* [WORK REQUEST]:
Transcribe the listing exactly; drop the images.

** Opening ENTRIES PROVIDED block **

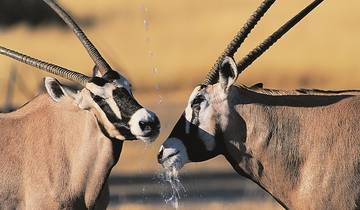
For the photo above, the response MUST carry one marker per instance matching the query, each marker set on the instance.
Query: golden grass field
(182, 40)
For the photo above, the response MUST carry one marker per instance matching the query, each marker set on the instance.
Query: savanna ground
(166, 47)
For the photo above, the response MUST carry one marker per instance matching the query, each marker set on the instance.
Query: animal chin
(174, 161)
(148, 139)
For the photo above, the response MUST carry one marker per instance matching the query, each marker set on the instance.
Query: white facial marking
(188, 109)
(102, 91)
(174, 154)
(114, 107)
(144, 116)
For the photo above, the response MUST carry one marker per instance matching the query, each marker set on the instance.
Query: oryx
(57, 151)
(303, 147)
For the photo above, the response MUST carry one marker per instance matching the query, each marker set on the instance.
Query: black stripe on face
(119, 124)
(126, 103)
(195, 106)
(111, 75)
(98, 81)
(195, 146)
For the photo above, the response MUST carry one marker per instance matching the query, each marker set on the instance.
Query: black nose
(151, 125)
(160, 155)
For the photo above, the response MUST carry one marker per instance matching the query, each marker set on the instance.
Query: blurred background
(167, 47)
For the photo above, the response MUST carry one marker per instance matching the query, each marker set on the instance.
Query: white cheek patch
(188, 116)
(140, 115)
(102, 91)
(174, 154)
(114, 107)
(123, 83)
(207, 128)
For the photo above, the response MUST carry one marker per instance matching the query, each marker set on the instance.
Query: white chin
(147, 139)
(174, 162)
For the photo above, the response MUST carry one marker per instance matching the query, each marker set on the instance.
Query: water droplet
(146, 24)
(151, 54)
(160, 99)
(155, 70)
(171, 176)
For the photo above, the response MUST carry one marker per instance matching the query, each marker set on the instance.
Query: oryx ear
(56, 90)
(96, 72)
(228, 73)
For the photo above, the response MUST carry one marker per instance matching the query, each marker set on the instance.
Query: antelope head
(107, 94)
(199, 133)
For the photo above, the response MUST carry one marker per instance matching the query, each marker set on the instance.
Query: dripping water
(177, 190)
(151, 54)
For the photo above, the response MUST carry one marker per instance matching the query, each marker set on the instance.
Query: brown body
(303, 149)
(53, 155)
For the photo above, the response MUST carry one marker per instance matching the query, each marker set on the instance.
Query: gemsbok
(57, 151)
(302, 147)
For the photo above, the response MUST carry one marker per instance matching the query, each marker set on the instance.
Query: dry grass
(250, 205)
(185, 38)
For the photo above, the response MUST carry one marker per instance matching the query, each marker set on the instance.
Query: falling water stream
(177, 191)
(168, 177)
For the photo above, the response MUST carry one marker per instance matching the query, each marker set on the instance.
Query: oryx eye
(197, 101)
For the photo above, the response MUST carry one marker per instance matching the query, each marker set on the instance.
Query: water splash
(171, 177)
(151, 54)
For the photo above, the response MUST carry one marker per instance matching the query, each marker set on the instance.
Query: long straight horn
(258, 51)
(239, 38)
(48, 67)
(93, 52)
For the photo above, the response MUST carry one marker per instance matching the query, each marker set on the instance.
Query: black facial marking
(195, 147)
(126, 103)
(195, 106)
(56, 89)
(98, 81)
(111, 75)
(120, 124)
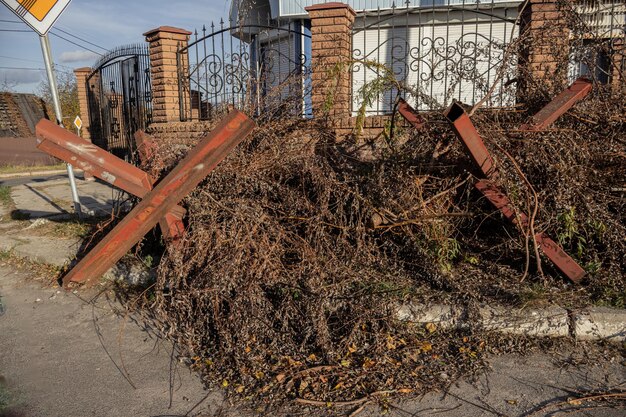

** Closing ENTRIES PROVIDED block **

* [EXPECTED OUTPUT]:
For the photo above, the response MUST carry one marker per instance matching the query, each marker set on the instance.
Query: golden grass field
(182, 40)
For the photo above, the response MUST carry one marker per instance matching the query, each marker set on the instance.
Query: savanna ground
(166, 47)
For the photo above, the response MUST carry one marker per instance matching the query, each marker set on the instance.
Query: animal chin
(174, 161)
(148, 139)
For the photo above, the response MUST carry one marker per instance matching the query, each marker set on the instance.
Query: white facial marking
(188, 109)
(102, 91)
(174, 154)
(114, 107)
(144, 116)
For the photo above, the response MUST carry one marker per instance matching the query, each marker set on the instance.
Query: oryx
(57, 151)
(303, 147)
For the photo above, the response MUST carry one marker per instance matching the query, each marker set on the instance.
Query: black stripe on face
(119, 124)
(126, 103)
(195, 106)
(111, 75)
(98, 81)
(195, 146)
For the photo above, the response MUST carry one marker per instance matching the query, each marker set on the instance.
Query: black nose
(151, 125)
(160, 155)
For the photo above, the response MUST carry one marker per instance matching the query, each marker set on the instance.
Query: blurred background
(167, 47)
For the photo above, the response MUST carry one marker per instance matching the query, each marker set on the instance.
Query: white cheek patch
(188, 116)
(140, 115)
(102, 91)
(174, 154)
(114, 107)
(123, 83)
(207, 128)
For the photo above, the response MUST carry one marker per instance matching the query, each marker set on the instance.
Query: white chin
(147, 139)
(174, 162)
For the photo above, the response MUST carry one marker per instance matching the query, each marker set on the instance.
Query: water droplet
(146, 24)
(151, 54)
(160, 99)
(155, 70)
(171, 176)
For the photo above, the response MUST carry one marker per instance matching the query, each marker set on the instance.
Query: oryx ear
(56, 90)
(96, 72)
(228, 73)
For the photo above, the response MUST carry one marker per instance matching the query, each marker set on the instance.
Query: antelope head
(107, 94)
(199, 133)
For the photo above, the response MUST carry one marker per instance matching the query, each marker set on the instance.
Query: dripping water
(177, 190)
(151, 54)
For the photo above, the response MUST carry one marker per instance matching the query, each marker set on the instance.
Query: brown body
(303, 149)
(53, 155)
For the photo above, the response MUST carry one marker per instance matching the query, each marker set on the instance.
Query: gemsbok
(57, 151)
(302, 147)
For the photo above, the response MUST carry one marker per instance matching the query, each marker set on the instance.
Query: dry grass
(250, 205)
(185, 38)
For the photo above, the response MUST carry one marker per instance matching the query, each marker set on the instance.
Query: falling water stream
(177, 191)
(168, 177)
For the photo above, the response MUST carry one marker per instance matching the query, each marker set on the instance.
Query: oryx eye
(197, 101)
For the photo above, the response MUST carry one marker per instance matching the query, each marker set on the instance.
Query: water splash
(171, 177)
(151, 54)
For the photo above, the response MUST carry one marker per instance matching the query, each marker set on the instance.
Query: long straight horn
(258, 51)
(239, 38)
(48, 67)
(93, 52)
For the photo above, the response MUST carry one marker per instance matching the query, each marker set on the instance.
Query: black facial marking
(195, 147)
(126, 103)
(195, 106)
(56, 89)
(98, 81)
(111, 75)
(120, 124)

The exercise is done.